[PATCH] preemptive kernel behavior change: don't be rude

From: Robert Love (rml@tech9.net)
Date: Thu Apr 04 2002 - 19:03:49 EST


On Thu, 2002-04-04 at 18:55, Linus Torvalds wrote:
> Fair enough. Send me a patch to look at.

Linus et all,

Here we go:

- do not manually set task->state
- instead, in preempt_schedule, set a flag in preempt_count that
  denotes that this task is entering schedule off a kernel preemption.
- use this flag in schedule to jump to pick_next_task
- in preempt_schedule, upon return from schedule, unset the flag
- have entry.S just call preempt_schedule and not duplicate this work,
  as Linus suggested. I agree. Note this makes debugging easier as
  we keep a single point of entry for kernel preemptions.

The result: we can safely preempt non-TASK_RUNNING tasks. If one is
preempted, we can safely survive schedule because we won't handle the
special casing of non-TASK_RUNNING at the top of schedule. Thus other
tasks can run as desired and our non-TASK_RUNNING task will eventually
be rescheduled, in its original state, and complete happily.

This is the behavior we have in the 2.4 patches and 2.5 until
~2.5.6-pre. This works. It requires no other changes elsewhere (it
actually removes some special-casing Ingo did in the signal code).

This patch works in theory and compiles, but received minimal testing.

        Robert Love

diff -urN linux-2.5.8-pre1/arch/i386/kernel/entry.S linux/arch/i386/kernel/entry.S
--- linux-2.5.8-pre1/arch/i386/kernel/entry.S Wed Apr 3 20:57:24 2002
+++ linux/arch/i386/kernel/entry.S Thu Apr 4 18:32:03 2002
@@ -240,9 +240,7 @@
         jnz restore_all
         incl TI_PRE_COUNT(%ebx)
         sti
- movl TI_TASK(%ebx), %ecx # ti->task
- movl $0,(%ecx) # current->state = TASK_RUNNING
- call SYMBOL_NAME(schedule)
+ call SYMBOL_NAME(preempt_schedule)

DATA EXCERPT:
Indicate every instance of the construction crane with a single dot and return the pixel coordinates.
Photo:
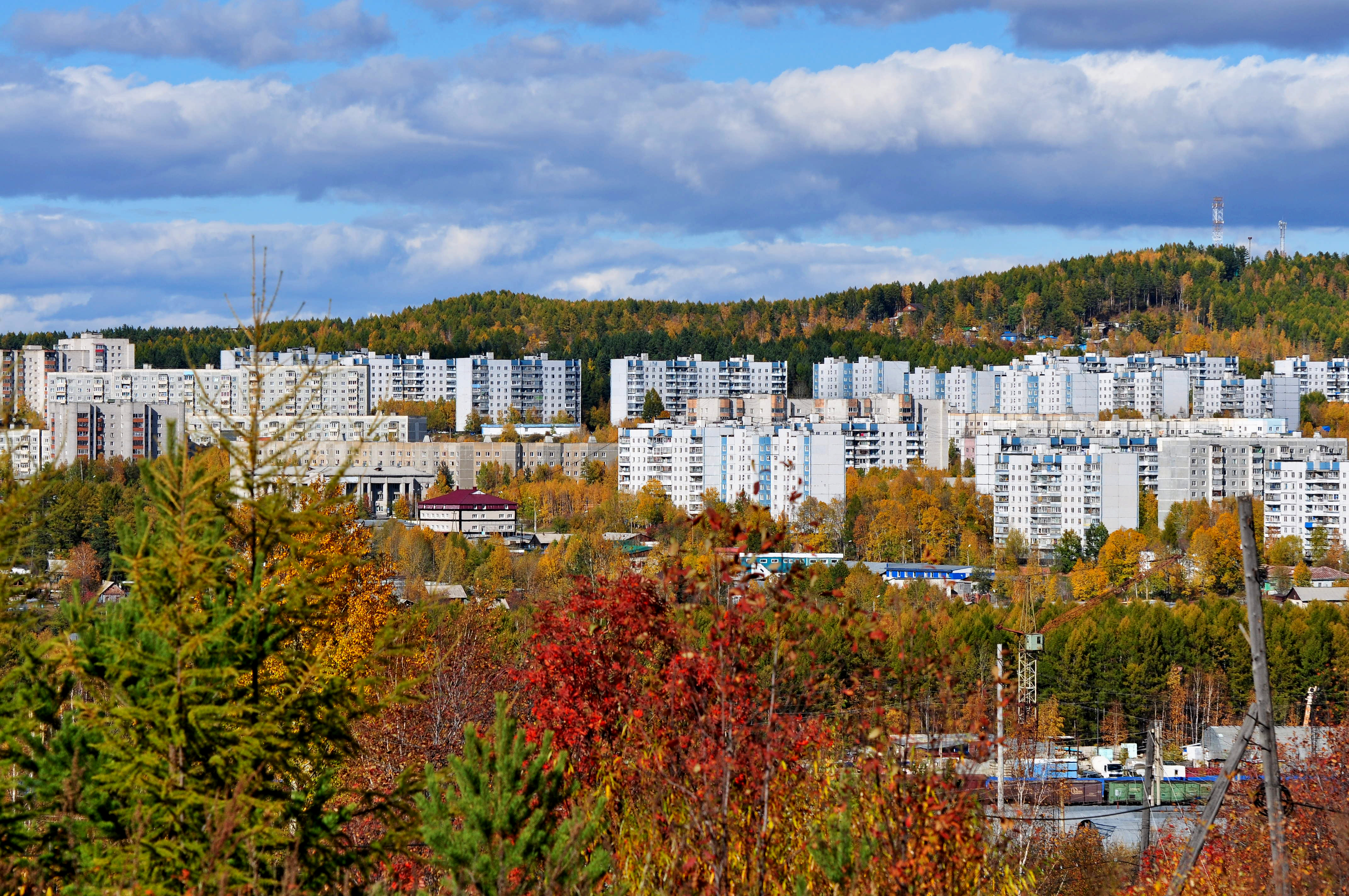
(1028, 669)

WRITTEN PROBLEM: Copy verbatim everything in the kernel preemption patch post from "This is the" down to "the signal code).".

THE COMPLETED TASK:
This is the behavior we have in the 2.4 patches and 2.5 until
~2.5.6-pre. This works. It requires no other changes elsewhere (it
actually removes some special-casing Ingo did in the signal code).